(Exercise brief)
In the classifier-building code below, list every keyword argument passed to SimulationConfig.

(Selection)
We create two builders:
1. **Linear readout**: Output layer is `Input` type (linear projection) with dim=1
2. **SingleDendrite readout**: Output layer is `SingleDendrite` with **dim=2** (two competing neurons)

In [None]:
def build_classifier_linear_readout(hidden_dims, input_dim=2, dt=50.0):
    """
    Build a SOEN classifier with LINEAR readout (Input layer).
    
    Architecture: 2 (input) → [hidden SingleDendrites] → 1 (linear readout)
    """
    sim_cfg = SimulationConfig(
        dt=dt,
        input_type="state",
        track_phi=False,
        track_power=False,
    )
    
    layers = []
    connections = []
    
    # Input layer (dim=2 for x, y)
    layers.append(LayerConfig(
        layer_id=0,
        layer_type="Input",
        params={"dim": input_dim},
    ))
    
    # Hidden layers (SingleDendrite)
    prev_dim = input_dim
    for i, hidden_dim in enumerate(hidden_dims):
        layer_id = i + 1
        
        layers.append(LayerConfig(
            layer_id=layer_id,
            layer_type="SingleDendrite",
            params={
                "dim": hidden_dim,
                "solver": "FE",
                "source_func": "Heaviside_fit_state_dep",
                "phi_offset": 0.02,
                "bias_current": 1.98,
                "gamma_plus": 0.0005,
                "gamma_minus": 1e-6,
                "learnable_params": {
                    "phi_offset": False,
                    "bias_current": False,
                    "gamma_plus": False,
                    "gamma_minus": False,
                },
            },
        ))

(Provided material)
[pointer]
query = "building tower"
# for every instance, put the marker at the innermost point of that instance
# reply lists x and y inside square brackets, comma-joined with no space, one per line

(Solution for this problem)
dt, input_type, track_phi, track_power